== Source excerpt ==
Determining whether a song is in the public domain is always the first inquiry. Once this has been established, the next inquiry is how to receive income for its use. To receive any royalties or license fees, you have to copyright your particular arrangement of the public domain work and notify your PRO. Without that step, the income flow will be 0 dollars. Once copyrighted, you will receive between 2% and 100% of the royalties that would have been generated had the song not been a public domain work. 

 

©2013, 2017 Jeff Brabec, Todd BrabecHow Royalties Are Determined for New Material Written for Public Domain Music Compositions

 

(Entertainment Law & Finance, Volume 29, Number 5, August 2013)

== Data entries ==

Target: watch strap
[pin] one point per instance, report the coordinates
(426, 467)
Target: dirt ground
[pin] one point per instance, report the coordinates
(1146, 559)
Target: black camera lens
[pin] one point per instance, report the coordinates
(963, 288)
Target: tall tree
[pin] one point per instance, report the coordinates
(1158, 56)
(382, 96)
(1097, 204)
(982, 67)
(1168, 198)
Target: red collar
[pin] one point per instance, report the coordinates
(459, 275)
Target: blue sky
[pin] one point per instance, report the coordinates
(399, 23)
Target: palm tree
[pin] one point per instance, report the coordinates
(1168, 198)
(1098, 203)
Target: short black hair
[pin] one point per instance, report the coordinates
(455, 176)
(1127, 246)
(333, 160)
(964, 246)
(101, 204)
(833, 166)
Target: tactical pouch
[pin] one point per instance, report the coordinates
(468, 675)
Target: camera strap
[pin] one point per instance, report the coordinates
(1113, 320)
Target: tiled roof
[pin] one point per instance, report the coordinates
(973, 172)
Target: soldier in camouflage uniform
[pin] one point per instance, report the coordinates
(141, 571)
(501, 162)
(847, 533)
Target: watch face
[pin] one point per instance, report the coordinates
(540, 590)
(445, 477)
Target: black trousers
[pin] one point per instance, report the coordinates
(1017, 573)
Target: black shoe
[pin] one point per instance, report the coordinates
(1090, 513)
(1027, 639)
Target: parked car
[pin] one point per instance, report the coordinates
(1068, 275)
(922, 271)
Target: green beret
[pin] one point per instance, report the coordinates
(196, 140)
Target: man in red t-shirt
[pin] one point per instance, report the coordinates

== Exercise ==
Answer each question from the excerpt on public domain song royalties:
(a) What is always the first inquiry?
(b) Once an arrangement is copyrighted, what share of the royalties will it receive?
(c) In what publication did the excerpt appear?
The records are separate material with no connection to the excerpt on public domain song royalties.

== Full answer ==
(a) Whether a song is in the public domain.
(b) Between 2% and 100% of the royalties that would have been generated had the song not been a public domain work.
(c) Entertainment Law & Finance (Volume 29, Number 5, August 2013).